Direction: List the reportable segments into which the company aggregates its operating segments for external reporting, as named in the operating segments passage below.

Passage given:
┄┄┄┄┄┄
Our business comprises various operating segments as defined by generally accepted accounting principles in the United States.  These operating segments are determined on the basis of how we internally report and evaluate financial information used to make operating decisions.  For external reporting purposes, we aggregate these operating segments as follows:

 

○     North American Furniture SolutionsIncludes the business associated with the design, manufacture and sale of furniture products for office, healthcare and educational environments throughout the United States, Canada and Mexico.

○     Non-North American Furniture Solutions – Includes the business associated with the design, manufacture and sale of furniture products, primarily for work-related settings, outside North America.

○     Other - includes our North American residential furniture business as well as other business activities and certain unallocated corporate expenses, if any.  Our North American residential furniture business includes the operations associated with the design, manufacture, and sale of furniture products for residential settings in the United States, Canada, and Mexico. Our other business activities are discrete operations, such as Convia, or activities aimed at developing innovative products to serve current and new markets.

 

Further information regarding our reportable operating segments can be found in Note 10.
┄┄┄┄┄┄
Data rows:
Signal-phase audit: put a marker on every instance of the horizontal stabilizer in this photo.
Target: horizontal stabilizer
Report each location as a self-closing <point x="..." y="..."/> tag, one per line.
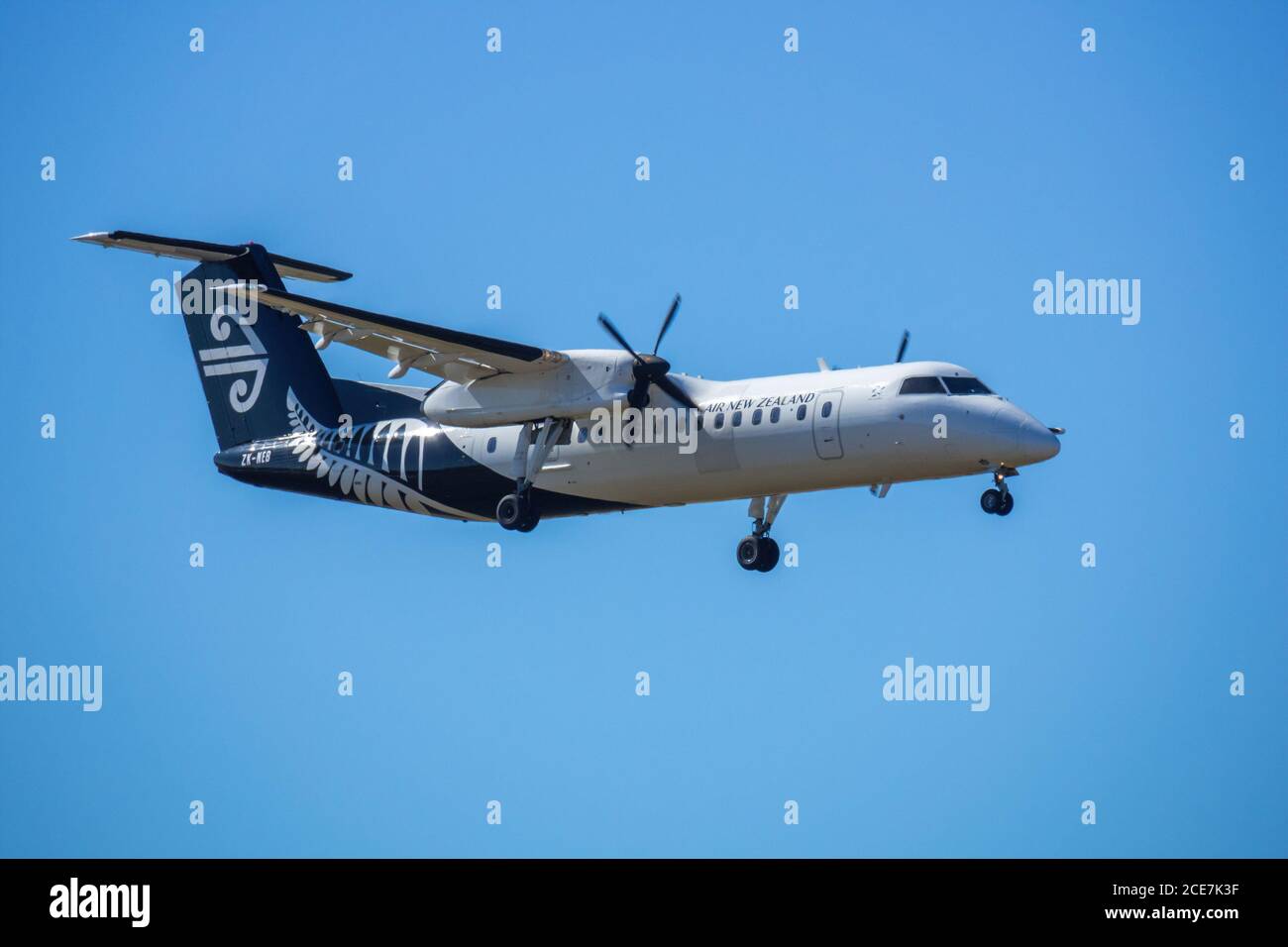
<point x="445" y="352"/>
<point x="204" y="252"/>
┄┄┄┄┄┄
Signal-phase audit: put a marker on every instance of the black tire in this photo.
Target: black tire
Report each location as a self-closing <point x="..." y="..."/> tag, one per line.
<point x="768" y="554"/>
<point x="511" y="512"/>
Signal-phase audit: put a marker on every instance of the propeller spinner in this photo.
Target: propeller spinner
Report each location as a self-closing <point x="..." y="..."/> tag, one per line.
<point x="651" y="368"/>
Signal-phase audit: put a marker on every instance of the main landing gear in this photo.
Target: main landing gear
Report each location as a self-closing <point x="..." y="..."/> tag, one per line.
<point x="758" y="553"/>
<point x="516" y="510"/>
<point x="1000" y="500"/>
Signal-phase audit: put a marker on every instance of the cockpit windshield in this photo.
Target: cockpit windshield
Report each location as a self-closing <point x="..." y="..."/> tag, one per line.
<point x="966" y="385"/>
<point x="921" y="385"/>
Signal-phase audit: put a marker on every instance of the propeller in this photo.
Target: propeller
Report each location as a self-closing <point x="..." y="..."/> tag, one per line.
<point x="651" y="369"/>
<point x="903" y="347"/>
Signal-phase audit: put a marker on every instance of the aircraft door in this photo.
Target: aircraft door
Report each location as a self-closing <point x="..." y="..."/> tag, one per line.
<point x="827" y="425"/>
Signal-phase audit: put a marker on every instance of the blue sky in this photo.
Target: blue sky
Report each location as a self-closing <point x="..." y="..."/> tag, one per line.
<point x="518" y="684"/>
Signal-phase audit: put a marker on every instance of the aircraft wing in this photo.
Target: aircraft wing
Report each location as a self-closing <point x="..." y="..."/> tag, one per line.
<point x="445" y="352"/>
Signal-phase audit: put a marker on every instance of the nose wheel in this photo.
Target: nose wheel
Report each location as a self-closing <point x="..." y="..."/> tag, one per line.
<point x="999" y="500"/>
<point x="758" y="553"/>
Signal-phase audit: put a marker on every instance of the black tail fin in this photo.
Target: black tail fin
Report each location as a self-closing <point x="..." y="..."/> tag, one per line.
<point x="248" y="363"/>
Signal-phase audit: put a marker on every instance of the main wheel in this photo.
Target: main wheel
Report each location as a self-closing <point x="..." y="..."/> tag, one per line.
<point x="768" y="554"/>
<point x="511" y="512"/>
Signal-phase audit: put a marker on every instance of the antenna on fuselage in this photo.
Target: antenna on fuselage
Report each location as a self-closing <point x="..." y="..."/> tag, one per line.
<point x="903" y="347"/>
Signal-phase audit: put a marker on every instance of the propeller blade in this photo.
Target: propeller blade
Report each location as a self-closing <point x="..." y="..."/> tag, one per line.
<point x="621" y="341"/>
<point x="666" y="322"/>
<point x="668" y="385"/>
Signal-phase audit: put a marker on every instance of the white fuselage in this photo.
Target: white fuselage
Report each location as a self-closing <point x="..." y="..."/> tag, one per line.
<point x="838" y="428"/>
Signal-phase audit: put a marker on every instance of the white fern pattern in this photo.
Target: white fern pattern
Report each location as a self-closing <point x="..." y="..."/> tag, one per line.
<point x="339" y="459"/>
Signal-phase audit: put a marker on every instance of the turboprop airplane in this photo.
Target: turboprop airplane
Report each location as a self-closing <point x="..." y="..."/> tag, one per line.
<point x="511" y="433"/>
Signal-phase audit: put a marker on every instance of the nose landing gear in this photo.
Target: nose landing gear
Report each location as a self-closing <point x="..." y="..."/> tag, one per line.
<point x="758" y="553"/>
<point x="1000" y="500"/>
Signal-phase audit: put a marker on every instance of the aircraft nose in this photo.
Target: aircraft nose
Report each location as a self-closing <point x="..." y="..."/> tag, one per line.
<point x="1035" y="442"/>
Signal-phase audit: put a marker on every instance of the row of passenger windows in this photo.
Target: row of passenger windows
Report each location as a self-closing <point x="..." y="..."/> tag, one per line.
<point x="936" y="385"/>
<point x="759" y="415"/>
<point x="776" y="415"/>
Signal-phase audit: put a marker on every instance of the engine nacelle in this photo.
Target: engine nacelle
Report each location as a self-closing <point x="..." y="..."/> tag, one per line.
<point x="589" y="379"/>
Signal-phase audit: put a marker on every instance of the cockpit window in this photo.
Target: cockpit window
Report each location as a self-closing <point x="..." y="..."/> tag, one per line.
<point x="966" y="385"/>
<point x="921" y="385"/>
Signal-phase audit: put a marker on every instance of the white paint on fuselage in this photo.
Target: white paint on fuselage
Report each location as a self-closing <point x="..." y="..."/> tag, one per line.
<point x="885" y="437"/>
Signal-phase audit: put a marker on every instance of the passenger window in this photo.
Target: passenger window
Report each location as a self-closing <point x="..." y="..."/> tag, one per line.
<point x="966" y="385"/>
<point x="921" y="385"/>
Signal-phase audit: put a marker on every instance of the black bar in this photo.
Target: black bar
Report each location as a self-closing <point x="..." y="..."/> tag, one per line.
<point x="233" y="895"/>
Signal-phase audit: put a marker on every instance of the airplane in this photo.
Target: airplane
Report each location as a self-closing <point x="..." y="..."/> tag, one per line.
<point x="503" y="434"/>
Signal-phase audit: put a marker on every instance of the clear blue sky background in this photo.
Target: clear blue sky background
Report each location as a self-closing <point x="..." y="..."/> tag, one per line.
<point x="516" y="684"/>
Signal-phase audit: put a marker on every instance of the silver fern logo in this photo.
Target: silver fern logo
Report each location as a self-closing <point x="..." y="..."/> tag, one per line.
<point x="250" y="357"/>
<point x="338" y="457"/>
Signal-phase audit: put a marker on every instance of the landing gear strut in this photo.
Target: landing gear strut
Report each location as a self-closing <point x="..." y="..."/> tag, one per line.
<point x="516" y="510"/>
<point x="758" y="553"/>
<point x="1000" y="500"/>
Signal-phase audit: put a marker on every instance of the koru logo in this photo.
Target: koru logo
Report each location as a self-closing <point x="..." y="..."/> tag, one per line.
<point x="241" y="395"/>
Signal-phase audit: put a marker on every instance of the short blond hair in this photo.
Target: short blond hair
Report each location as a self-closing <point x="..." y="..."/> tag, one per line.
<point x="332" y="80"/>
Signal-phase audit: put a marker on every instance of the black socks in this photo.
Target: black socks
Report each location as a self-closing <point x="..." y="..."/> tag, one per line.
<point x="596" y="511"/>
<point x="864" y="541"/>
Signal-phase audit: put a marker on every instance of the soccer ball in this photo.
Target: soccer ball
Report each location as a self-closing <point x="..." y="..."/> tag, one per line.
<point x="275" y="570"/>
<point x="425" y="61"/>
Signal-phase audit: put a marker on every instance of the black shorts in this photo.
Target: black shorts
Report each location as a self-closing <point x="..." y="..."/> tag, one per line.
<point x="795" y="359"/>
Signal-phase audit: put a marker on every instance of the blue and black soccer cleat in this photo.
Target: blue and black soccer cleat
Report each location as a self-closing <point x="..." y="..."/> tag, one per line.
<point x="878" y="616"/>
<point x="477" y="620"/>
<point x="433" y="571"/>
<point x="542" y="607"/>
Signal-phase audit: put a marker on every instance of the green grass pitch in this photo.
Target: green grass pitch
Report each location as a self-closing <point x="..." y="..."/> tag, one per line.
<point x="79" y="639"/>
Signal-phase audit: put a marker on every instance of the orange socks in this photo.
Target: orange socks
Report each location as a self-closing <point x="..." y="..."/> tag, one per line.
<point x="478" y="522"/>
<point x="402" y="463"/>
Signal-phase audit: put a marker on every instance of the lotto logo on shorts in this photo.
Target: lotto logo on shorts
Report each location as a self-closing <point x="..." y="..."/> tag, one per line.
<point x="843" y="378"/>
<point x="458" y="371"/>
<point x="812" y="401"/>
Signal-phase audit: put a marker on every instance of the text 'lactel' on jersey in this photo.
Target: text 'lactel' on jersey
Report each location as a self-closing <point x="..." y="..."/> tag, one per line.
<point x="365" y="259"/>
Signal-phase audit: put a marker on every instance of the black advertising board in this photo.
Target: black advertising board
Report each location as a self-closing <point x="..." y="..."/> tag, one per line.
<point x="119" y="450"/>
┄┄┄┄┄┄
Completed exercise:
North American Furniture Solutions
Non-North American Furniture Solutions
Other